*AIM OF THE TASK*:
This exercise asks for an exact copy of every entry below, with pictures omitted.

*MATERIALS PROVIDED*:
##############################

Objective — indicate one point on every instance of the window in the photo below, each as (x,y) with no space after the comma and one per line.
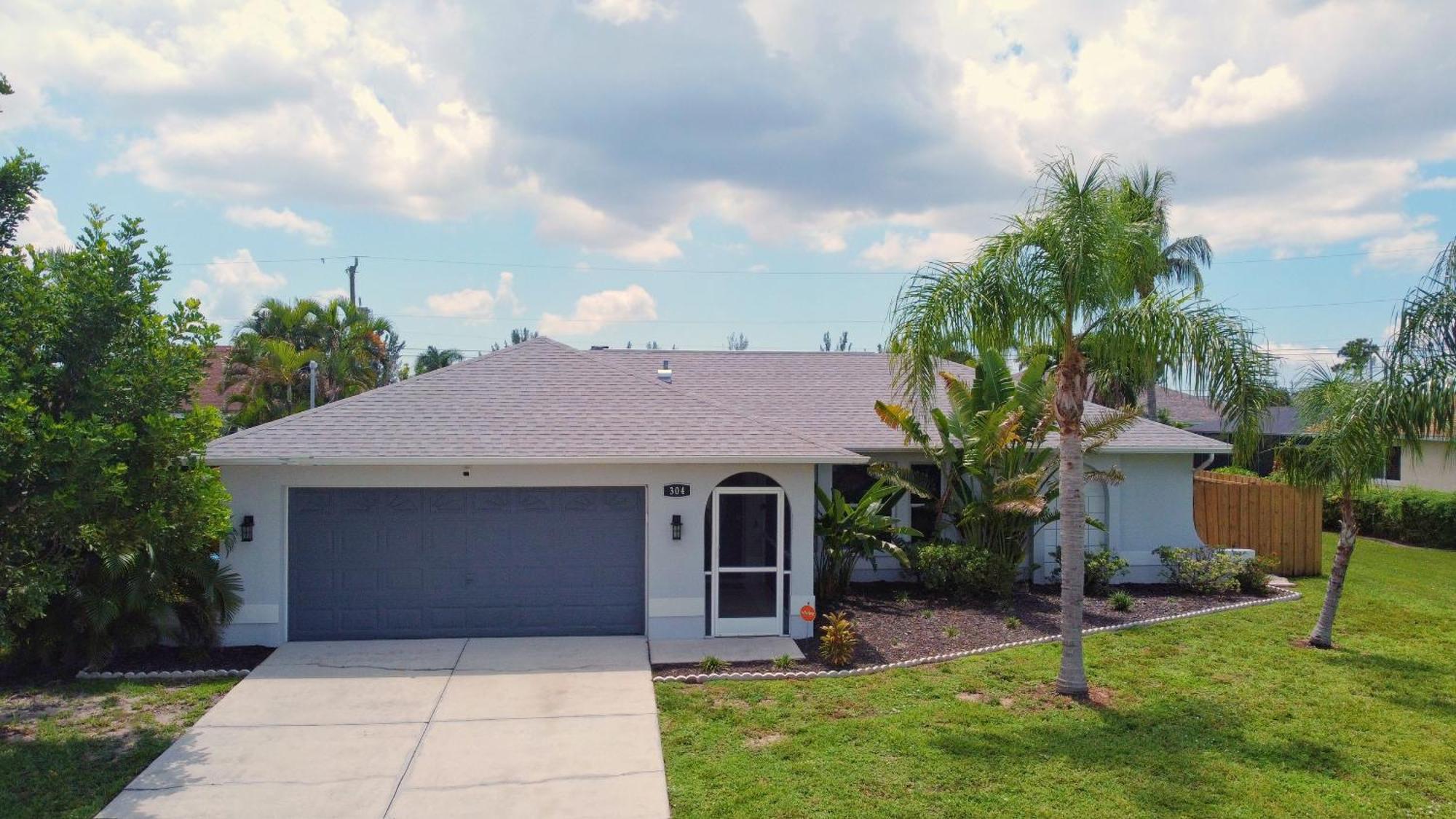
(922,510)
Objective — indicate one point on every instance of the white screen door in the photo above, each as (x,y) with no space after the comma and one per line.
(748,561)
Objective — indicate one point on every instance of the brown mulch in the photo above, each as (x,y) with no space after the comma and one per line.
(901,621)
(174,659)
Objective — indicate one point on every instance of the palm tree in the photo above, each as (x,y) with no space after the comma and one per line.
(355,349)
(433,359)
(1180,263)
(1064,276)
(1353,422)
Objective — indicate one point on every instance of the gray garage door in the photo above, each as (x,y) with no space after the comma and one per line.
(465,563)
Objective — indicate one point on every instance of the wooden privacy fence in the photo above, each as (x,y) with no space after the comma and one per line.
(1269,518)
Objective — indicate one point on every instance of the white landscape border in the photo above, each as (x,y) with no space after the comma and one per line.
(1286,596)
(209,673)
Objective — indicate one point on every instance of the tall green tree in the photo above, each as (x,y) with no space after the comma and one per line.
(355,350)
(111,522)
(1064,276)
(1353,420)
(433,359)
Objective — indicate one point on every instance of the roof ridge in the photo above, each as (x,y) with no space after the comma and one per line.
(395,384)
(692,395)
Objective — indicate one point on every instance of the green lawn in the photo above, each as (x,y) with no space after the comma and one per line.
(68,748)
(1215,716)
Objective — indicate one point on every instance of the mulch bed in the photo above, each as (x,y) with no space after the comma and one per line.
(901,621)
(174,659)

##############################

*RESULT OF THE TASK*:
Objective — indicate one point on every instance of the window in the photo below, each as (x,y) with no space after the comma and one per line.
(922,510)
Objective — indicate one point on every instance of the white screen door in the photo above, each as (x,y) with no space after the comma and one per line.
(748,561)
Objective — indicate one point on every instance of the brown mulch in the photo above, each as (x,y) with no space after the comma and one per line.
(901,621)
(174,659)
Objective — indicate one point on every instance of the palm tree in the photo above, each as (x,y) with no space after the comma and one per line.
(355,349)
(433,359)
(1180,263)
(1064,276)
(1353,422)
Objective — indicate one point on every instance of the gray garage door in the photo above, each as (x,y) with no space after the comma and one per line.
(465,563)
Objective — indicate one point on every instance of the wooden privacy fence in the photo above, each as (x,y) with no space after the comma and one per line.
(1269,518)
Objective — indicate one point on every instance of the white landscape border in the photo above, each as (x,y) with no space after the comma and one per line.
(1286,596)
(209,673)
Objective — indicate one point on every instance of the tall green tree in the photo above, each as (x,y) with no space after the comma and one per line.
(355,350)
(111,522)
(1064,276)
(1353,420)
(433,359)
Objective — indicate one point on every instance of the roof ridge in the photo above, each as (x,y) with no space after the comma and one per line.
(395,384)
(692,395)
Objective — indicate one point on every instance of the green lawn in the photo above, each as (x,y) with no space after the comma and one per line.
(68,748)
(1215,716)
Objective — indicate one point on every instance of the mulch bed in the photo above, each as (x,y) with no space after the comma and one per line.
(901,621)
(174,659)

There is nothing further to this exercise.